*Tugas yang Dikerjakan*: Tuliskan kembali seluruh item di bawah ini tanpa mengubah satu baris pun. Jangan sertakan gambarnya dalam jawaban.
+++ Item yang Disediakan +++
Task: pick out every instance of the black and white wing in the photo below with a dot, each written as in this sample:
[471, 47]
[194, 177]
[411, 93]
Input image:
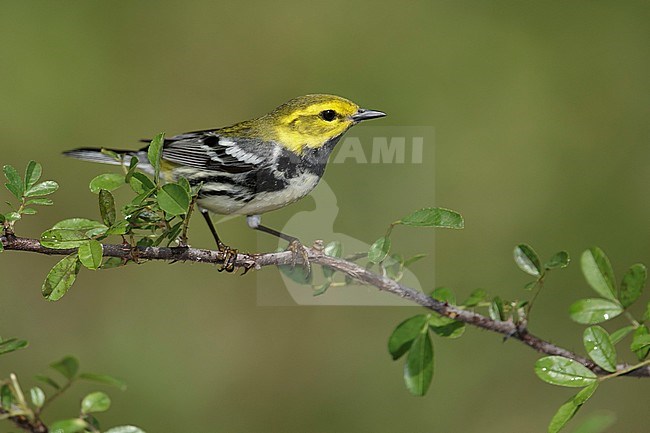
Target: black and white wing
[207, 150]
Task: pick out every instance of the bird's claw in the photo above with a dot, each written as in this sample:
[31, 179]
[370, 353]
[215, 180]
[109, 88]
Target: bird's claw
[229, 259]
[299, 251]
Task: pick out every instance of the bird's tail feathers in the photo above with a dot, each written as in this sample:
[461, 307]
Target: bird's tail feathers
[111, 156]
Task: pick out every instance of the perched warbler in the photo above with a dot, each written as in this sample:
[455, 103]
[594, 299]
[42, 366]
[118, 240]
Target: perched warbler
[254, 166]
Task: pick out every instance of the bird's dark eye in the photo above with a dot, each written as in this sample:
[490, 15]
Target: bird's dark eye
[328, 115]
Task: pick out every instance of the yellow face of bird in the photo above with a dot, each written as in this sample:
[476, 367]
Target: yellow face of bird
[313, 120]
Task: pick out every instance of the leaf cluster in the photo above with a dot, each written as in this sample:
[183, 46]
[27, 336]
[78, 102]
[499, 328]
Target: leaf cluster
[14, 402]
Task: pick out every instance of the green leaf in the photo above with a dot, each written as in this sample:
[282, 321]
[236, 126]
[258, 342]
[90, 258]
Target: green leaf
[476, 297]
[15, 184]
[62, 239]
[124, 429]
[173, 199]
[393, 266]
[154, 153]
[598, 272]
[33, 173]
[119, 228]
[107, 181]
[185, 184]
[444, 294]
[594, 310]
[38, 396]
[107, 207]
[632, 284]
[74, 425]
[495, 309]
[12, 216]
[68, 366]
[104, 379]
[527, 260]
[133, 165]
[418, 369]
[95, 402]
[558, 261]
[48, 380]
[44, 188]
[322, 288]
[39, 201]
[620, 334]
[433, 217]
[569, 409]
[60, 278]
[11, 345]
[600, 348]
[640, 345]
[90, 254]
[112, 262]
[379, 250]
[640, 342]
[402, 337]
[141, 184]
[558, 370]
[6, 397]
[332, 249]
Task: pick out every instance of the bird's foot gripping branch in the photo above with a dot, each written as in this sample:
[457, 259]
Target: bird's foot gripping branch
[154, 224]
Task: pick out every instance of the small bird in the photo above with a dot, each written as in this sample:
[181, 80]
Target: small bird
[254, 166]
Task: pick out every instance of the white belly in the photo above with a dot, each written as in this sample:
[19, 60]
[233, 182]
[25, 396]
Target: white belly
[264, 201]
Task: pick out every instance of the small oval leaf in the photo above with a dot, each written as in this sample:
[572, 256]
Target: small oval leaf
[173, 199]
[95, 402]
[433, 217]
[44, 188]
[107, 207]
[107, 181]
[62, 239]
[641, 342]
[600, 348]
[558, 370]
[60, 278]
[527, 260]
[74, 425]
[594, 310]
[154, 153]
[632, 284]
[598, 272]
[379, 250]
[569, 409]
[33, 173]
[559, 260]
[418, 369]
[38, 396]
[402, 337]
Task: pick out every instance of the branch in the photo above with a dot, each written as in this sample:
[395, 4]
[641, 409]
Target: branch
[316, 256]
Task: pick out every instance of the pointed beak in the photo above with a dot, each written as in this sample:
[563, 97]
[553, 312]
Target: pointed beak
[364, 114]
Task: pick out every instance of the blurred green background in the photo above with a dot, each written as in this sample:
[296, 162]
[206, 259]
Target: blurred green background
[541, 114]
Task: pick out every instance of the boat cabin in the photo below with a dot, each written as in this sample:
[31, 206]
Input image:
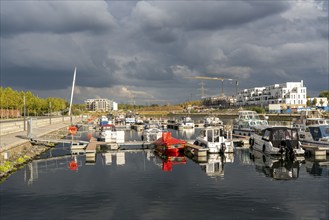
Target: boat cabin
[319, 132]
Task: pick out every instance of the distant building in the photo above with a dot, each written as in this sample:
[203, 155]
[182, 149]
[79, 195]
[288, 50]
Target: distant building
[290, 94]
[218, 102]
[320, 101]
[100, 105]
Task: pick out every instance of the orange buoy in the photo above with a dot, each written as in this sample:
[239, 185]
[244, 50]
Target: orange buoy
[73, 165]
[73, 130]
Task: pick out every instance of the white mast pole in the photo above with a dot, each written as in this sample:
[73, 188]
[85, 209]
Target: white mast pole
[75, 72]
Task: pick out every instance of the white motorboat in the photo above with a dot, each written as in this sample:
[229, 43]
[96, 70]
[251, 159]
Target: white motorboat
[108, 133]
[277, 141]
[212, 121]
[246, 123]
[214, 140]
[185, 122]
[151, 132]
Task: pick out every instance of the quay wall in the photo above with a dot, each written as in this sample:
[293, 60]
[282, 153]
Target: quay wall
[8, 127]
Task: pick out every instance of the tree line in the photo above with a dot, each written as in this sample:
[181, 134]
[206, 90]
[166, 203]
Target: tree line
[12, 99]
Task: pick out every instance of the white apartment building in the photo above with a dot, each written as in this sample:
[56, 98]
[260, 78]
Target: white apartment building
[289, 94]
[320, 101]
[102, 105]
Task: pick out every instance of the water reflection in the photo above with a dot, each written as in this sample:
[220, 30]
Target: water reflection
[317, 167]
[50, 165]
[118, 157]
[214, 166]
[166, 162]
[278, 168]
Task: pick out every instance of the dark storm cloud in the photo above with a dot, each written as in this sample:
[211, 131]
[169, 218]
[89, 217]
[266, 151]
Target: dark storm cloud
[146, 49]
[52, 16]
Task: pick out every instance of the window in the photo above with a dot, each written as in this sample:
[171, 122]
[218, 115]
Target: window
[266, 135]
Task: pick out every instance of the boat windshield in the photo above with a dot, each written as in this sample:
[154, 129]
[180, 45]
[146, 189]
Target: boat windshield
[284, 134]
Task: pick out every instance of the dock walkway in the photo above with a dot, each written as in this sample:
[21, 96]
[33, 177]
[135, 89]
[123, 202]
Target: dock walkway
[9, 141]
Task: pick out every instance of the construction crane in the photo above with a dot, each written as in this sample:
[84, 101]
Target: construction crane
[213, 78]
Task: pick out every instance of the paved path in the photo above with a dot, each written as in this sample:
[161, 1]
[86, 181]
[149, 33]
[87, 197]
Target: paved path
[14, 139]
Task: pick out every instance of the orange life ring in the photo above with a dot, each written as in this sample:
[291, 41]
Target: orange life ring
[73, 130]
[73, 165]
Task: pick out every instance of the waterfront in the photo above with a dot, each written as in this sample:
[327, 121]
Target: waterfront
[134, 185]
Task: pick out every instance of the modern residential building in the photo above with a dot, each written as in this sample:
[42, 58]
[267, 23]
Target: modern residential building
[102, 105]
[320, 101]
[288, 95]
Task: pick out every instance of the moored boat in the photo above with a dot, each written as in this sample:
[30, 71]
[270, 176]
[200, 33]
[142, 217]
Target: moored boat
[168, 145]
[277, 141]
[212, 121]
[151, 132]
[185, 123]
[213, 138]
[246, 123]
[108, 133]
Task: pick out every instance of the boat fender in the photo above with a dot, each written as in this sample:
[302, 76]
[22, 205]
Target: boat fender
[72, 130]
[73, 165]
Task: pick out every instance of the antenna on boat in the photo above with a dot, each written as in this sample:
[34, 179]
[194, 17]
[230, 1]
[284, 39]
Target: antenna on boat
[72, 91]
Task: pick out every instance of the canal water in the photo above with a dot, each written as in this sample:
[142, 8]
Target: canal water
[141, 185]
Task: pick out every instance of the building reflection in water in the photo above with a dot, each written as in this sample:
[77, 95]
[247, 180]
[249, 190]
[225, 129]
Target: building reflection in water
+++
*Jawaban Tugas Ini*:
Task: pick out every instance of the black and white wing in the photo below with a dot, each written as in this sample:
[471, 47]
[194, 177]
[411, 93]
Input image:
Target: black and white wing
[207, 150]
Task: pick out every instance of the bird's claw in the photo above with a dot, each written as in this sample:
[31, 179]
[370, 353]
[215, 180]
[109, 88]
Target: bird's claw
[229, 259]
[299, 251]
Task: pick out every instance of the bird's tail feathers in the photo above with a dot, each written as in this sample:
[461, 307]
Target: bird's tail feathers
[111, 156]
Task: pick out every instance of the perched warbler in the photo above with a dot, each written as in this sample:
[455, 103]
[594, 299]
[42, 366]
[118, 240]
Target: perched warbler
[254, 166]
Task: pick out every instance of the bird's dark eye in the photo above with a dot, each written as in this sample:
[490, 15]
Target: bird's dark eye
[328, 115]
Task: pick out every instance of the yellow face of bird in the photo above with a dot, each written as in this sample:
[476, 367]
Target: yellow face of bird
[313, 120]
Task: pick out every instance of the leaf cluster in the photo above with a dot, each written as in this sample:
[183, 46]
[27, 336]
[78, 102]
[499, 328]
Target: leaf cluster
[14, 402]
Task: pick out every instance of the green leaf in the photo above with a dot, each written as in this sample:
[282, 321]
[236, 126]
[258, 342]
[90, 258]
Target: green leaf
[476, 297]
[15, 184]
[62, 239]
[124, 429]
[173, 199]
[393, 266]
[154, 153]
[598, 272]
[33, 173]
[119, 228]
[107, 181]
[185, 184]
[444, 294]
[594, 310]
[38, 396]
[107, 207]
[632, 284]
[74, 425]
[495, 309]
[12, 216]
[68, 366]
[104, 379]
[527, 260]
[133, 165]
[418, 369]
[95, 402]
[558, 261]
[48, 380]
[44, 188]
[322, 288]
[39, 201]
[620, 334]
[433, 217]
[569, 409]
[60, 278]
[11, 345]
[600, 348]
[640, 345]
[90, 254]
[112, 262]
[379, 250]
[640, 342]
[402, 337]
[141, 184]
[558, 370]
[6, 397]
[332, 249]
Task: pick out every instance of the bird's foot gripping branch in the photo above with a dot, each written as in this sample:
[457, 259]
Target: bird's foot gripping branch
[154, 224]
Task: pick out every instance of the small bird in the photo above with a dot, each written as in this sample:
[181, 80]
Target: small bird
[254, 166]
Task: pick out every instance of the white belly in the photo above with a dot, each written as in this sample:
[19, 60]
[233, 182]
[25, 396]
Target: white belly
[264, 201]
Task: pick out every instance of the small oval leaf in the photo above with a dot, each written as in this sample:
[572, 256]
Target: small oval leaf
[173, 199]
[95, 402]
[433, 217]
[44, 188]
[107, 207]
[107, 181]
[62, 239]
[641, 342]
[600, 348]
[558, 370]
[60, 278]
[527, 260]
[74, 425]
[594, 310]
[154, 153]
[632, 284]
[598, 272]
[379, 250]
[569, 409]
[33, 173]
[559, 260]
[418, 369]
[38, 396]
[402, 337]
Task: pick out every instance of the branch in the photo above with a dot, each written as in this sample:
[395, 4]
[641, 409]
Target: branch
[316, 256]
Task: pick out every instance of the pointed beak in the photo above with a dot, each written as in this sample:
[563, 97]
[553, 312]
Target: pointed beak
[364, 114]
Task: pick out every instance of the blurred green background in the photo above with a dot, each written as in this sample:
[296, 162]
[206, 259]
Target: blurred green background
[541, 114]
Task: pick out every instance of the boat cabin in the photo below with a dot, each written as in this sample:
[31, 206]
Input image:
Target: boat cabin
[319, 132]
Task: pick out every instance of the distant building in the photo above with a dot, each written as in this sample:
[203, 155]
[182, 149]
[79, 195]
[288, 50]
Target: distant building
[290, 94]
[218, 102]
[320, 101]
[100, 105]
Task: pick out every instance of the orange buoy in the photo above with a dot, each written as in this sample:
[239, 185]
[244, 50]
Target: orange buoy
[73, 165]
[73, 130]
Task: pick out every instance of the white mast pole in the photo above with a dot, each written as in this sample:
[73, 188]
[85, 209]
Target: white mast pole
[75, 72]
Task: pick out every instance of the white motorboat in the photo above with a dot, each written as in this sample:
[229, 43]
[96, 70]
[251, 159]
Target: white motorboat
[108, 133]
[277, 141]
[212, 121]
[246, 123]
[214, 140]
[185, 122]
[151, 132]
Task: pick out every instance of the quay wall in the photo above with a dot, each written as in this sample:
[293, 60]
[282, 153]
Target: quay wall
[8, 127]
Task: pick out every instance of the tree line in the photo above with a dot, each written as in this sample:
[181, 134]
[206, 90]
[166, 203]
Target: tree line
[12, 99]
Task: pick out every instance of the white apartment building in the photo above with a dot, each written as in this sample:
[56, 98]
[260, 78]
Target: white apartment building
[289, 94]
[320, 101]
[102, 105]
Task: pick out every instance of the water reflection in the photo above with a dot, each written as in this sample:
[220, 30]
Target: water reflection
[317, 167]
[50, 165]
[118, 157]
[214, 166]
[166, 162]
[278, 168]
Task: pick out every instance of the dark storm cloud in the photo above with a dot, each written as in this sample:
[211, 131]
[169, 218]
[89, 217]
[266, 151]
Target: dark storm cloud
[146, 49]
[52, 16]
Task: pick out every instance of the window in the photo above with a dot, each written as in this sample:
[171, 122]
[218, 115]
Target: window
[266, 135]
Task: pick out every instance of the boat windshield in the photo above with a dot, each written as in this sample:
[154, 129]
[180, 45]
[146, 189]
Target: boat windshield
[284, 134]
Task: pick out every instance of the dock walkway in the photo above with a dot, each written as in this sample:
[21, 96]
[33, 177]
[135, 89]
[123, 202]
Target: dock walkway
[9, 141]
Task: pick out every instance of the construction crane in the photo above with a dot, each written as in this sample:
[84, 101]
Target: construction crane
[213, 78]
Task: pick out every instance of the paved path in the photo above with a dot, each written as in this sample:
[161, 1]
[86, 181]
[149, 33]
[87, 197]
Target: paved path
[14, 139]
Task: pick out every instance of the orange life ring in the photo above with a dot, each written as in this sample:
[291, 41]
Target: orange life ring
[73, 130]
[73, 165]
Task: pick out every instance of the waterfront in the photo above with a dot, each written as in this sample:
[327, 121]
Target: waterfront
[134, 185]
Task: pick out every instance of the modern residential building in the photo above with a dot, each written as in this sample:
[42, 58]
[267, 23]
Target: modern residential building
[102, 105]
[320, 101]
[288, 95]
Task: pick out every instance of the moored boat in the photo above with a dot, each written as in this sample:
[30, 71]
[270, 176]
[200, 33]
[142, 217]
Target: moored boat
[168, 145]
[277, 141]
[212, 121]
[151, 132]
[185, 123]
[213, 138]
[246, 123]
[108, 133]
Task: pick out every instance of the boat fender in the photo above with a dot, each written as in this sample:
[302, 76]
[22, 205]
Target: boat fender
[72, 130]
[73, 165]
Task: pick out every instance of the antenna on boat in the photo above with a dot, each written as in this sample:
[34, 179]
[194, 17]
[230, 1]
[284, 39]
Target: antenna on boat
[72, 91]
Task: pick out every instance of the canal water in the photo above with a dot, each written as in this sample:
[142, 8]
Target: canal water
[141, 185]
Task: pick out every instance of the building reflection in water in the photo above with a dot, each written as in this sample:
[77, 95]
[247, 180]
[249, 190]
[225, 129]
Target: building reflection in water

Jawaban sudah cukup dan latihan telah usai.